START Source document

With thanks to @_Firebirding, the following piece appears in today’s Daily Mash:
Scotland arms grouse
THE SNP is to provide all grouse with sidearms and training before the start of shooting season.
More than half a million grouse around the Highlands will be given specially adapted automatic handguns and a crash course in target shooting in the month-and-a-half before the Glorious Twelfth.
Selected grouse will also be given flags bearing the image of their venerated leader, the Famous Grouse, with which they can claim territory if they manage to beat their foe.
Gamekeeper Bill McKay said: “Grouse are very, very stupid, prone to panicking and flapping around wildly and should ordinarily never be given guns.
“On the other hand, they’re facing off against wealthy idiots intoxicated on single malt and the correct wearing of tweed.
“The blood of man and grouse will soak the heather together, but it’s anyone’s guess who will win.”
If the scheme is a success, the Scottish Assembly plans to provide salmon with auto-targeting harpoon guns.
Photograph by Jim Wood
Great news. But are they able to ID none shooting types???

END Source document

[What is asked]
**a.** In the grouse piece, what will the Scottish Assembly give salmon if the scheme succeeds?
**b.** Reproduce the part of the grouse piece starting with "With thanks to" and going on through "wearing of tweed.".

START Entries shown

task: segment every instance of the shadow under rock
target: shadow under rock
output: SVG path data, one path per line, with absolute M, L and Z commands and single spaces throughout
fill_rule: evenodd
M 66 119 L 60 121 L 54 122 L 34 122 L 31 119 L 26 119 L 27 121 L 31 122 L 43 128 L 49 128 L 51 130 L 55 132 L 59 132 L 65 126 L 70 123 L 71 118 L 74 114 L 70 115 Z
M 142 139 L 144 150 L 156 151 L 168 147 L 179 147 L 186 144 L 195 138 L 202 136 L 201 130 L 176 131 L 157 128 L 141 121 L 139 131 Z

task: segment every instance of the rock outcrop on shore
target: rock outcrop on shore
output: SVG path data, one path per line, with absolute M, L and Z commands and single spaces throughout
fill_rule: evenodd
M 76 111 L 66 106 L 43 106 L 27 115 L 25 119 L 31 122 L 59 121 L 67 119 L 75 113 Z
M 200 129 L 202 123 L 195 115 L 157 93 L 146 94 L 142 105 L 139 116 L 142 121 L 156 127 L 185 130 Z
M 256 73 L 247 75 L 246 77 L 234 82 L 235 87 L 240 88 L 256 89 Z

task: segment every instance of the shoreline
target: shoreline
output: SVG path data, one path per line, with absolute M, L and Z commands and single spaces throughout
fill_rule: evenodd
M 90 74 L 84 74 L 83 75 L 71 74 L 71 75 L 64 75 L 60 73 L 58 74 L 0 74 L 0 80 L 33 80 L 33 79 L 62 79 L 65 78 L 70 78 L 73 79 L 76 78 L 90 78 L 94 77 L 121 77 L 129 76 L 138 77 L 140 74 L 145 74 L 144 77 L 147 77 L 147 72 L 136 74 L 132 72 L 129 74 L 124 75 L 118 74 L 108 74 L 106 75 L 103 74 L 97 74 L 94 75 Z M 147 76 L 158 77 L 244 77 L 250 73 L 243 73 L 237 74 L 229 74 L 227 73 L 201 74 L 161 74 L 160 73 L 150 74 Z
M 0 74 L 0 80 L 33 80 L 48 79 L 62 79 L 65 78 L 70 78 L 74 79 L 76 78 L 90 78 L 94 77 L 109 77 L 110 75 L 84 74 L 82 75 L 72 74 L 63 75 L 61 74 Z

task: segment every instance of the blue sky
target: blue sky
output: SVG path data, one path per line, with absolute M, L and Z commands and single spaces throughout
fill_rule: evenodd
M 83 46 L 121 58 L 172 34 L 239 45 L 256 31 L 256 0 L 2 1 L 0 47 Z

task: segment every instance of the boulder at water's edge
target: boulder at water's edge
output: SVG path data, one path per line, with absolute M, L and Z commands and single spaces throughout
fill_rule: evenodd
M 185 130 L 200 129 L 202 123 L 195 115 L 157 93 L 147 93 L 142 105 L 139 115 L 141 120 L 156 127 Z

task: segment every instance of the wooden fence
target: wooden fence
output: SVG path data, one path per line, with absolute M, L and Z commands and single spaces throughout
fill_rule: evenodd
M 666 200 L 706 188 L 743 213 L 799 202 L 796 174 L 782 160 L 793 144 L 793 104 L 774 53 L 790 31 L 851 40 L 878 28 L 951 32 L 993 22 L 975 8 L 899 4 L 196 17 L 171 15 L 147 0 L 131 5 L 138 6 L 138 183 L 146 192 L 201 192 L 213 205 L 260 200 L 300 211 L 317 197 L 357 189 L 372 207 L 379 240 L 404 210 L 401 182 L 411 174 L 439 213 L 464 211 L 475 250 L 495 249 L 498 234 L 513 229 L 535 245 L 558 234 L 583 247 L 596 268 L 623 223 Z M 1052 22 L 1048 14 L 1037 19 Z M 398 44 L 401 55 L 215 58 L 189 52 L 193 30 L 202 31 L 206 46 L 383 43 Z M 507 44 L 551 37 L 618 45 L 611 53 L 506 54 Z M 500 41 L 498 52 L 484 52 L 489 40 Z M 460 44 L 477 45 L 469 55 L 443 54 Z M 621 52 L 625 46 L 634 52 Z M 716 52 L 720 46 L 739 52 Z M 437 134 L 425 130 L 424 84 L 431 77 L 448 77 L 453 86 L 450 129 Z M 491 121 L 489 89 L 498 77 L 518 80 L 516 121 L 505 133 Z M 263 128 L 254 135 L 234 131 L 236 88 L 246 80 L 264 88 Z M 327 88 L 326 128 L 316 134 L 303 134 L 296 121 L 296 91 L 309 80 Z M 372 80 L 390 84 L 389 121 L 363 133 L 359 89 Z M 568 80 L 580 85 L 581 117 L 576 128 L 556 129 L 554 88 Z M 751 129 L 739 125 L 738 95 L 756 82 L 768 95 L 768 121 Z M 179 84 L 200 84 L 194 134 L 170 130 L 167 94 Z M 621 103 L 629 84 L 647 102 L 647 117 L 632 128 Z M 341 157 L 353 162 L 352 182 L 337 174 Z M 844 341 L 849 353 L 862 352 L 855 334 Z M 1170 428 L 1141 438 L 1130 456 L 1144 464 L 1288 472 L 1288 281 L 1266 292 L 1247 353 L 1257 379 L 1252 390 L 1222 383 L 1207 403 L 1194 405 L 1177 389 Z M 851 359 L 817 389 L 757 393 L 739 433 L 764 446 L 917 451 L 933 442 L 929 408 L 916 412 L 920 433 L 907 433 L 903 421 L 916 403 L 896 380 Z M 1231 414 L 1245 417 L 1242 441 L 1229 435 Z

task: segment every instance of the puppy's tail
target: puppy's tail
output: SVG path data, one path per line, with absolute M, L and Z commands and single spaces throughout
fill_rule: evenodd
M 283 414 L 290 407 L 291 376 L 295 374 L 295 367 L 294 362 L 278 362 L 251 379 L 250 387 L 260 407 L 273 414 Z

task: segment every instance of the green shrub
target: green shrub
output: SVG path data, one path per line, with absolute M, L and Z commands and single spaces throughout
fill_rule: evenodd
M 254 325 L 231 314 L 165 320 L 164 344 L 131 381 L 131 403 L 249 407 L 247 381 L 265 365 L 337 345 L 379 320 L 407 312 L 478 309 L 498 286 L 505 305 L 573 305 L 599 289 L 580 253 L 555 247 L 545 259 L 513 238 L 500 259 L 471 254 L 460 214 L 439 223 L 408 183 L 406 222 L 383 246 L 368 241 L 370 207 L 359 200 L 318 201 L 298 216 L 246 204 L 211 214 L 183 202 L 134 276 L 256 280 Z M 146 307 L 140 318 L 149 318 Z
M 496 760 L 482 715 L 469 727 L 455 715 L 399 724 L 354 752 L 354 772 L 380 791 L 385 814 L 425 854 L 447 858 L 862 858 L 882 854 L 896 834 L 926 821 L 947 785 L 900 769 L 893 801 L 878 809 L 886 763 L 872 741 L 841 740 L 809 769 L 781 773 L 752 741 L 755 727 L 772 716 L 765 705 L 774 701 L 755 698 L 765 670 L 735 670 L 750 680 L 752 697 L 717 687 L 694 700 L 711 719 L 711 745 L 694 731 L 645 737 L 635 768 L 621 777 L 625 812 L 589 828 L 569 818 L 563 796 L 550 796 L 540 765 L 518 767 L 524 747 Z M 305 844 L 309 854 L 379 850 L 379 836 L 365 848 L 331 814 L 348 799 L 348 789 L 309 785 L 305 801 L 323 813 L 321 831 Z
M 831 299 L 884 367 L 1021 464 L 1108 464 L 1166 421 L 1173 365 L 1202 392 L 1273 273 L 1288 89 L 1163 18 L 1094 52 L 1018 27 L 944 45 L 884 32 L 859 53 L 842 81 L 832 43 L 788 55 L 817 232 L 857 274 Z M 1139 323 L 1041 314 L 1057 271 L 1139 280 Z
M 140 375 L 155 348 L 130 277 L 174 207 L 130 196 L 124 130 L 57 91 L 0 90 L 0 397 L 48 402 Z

END Entries shown

[Answer set]
**a.** Auto-targeting harpoon guns.

**b.**
With thanks to @_Firebirding, the following piece appears in today’s Daily Mash:
Scotland arms grouse
THE SNP is to provide all grouse with sidearms and training before the start of shooting season.
More than half a million grouse around the Highlands will be given specially adapted automatic handguns and a crash course in target shooting in the month-and-a-half before the Glorious Twelfth.
Selected grouse will also be given flags bearing the image of their venerated leader, the Famous Grouse, with which they can claim territory if they manage to beat their foe.
Gamekeeper Bill McKay said: “Grouse are very, very stupid, prone to panicking and flapping around wildly and should ordinarily never be given guns.
“On the other hand, they’re facing off against wealthy idiots intoxicated on single malt and the correct wearing of tweed.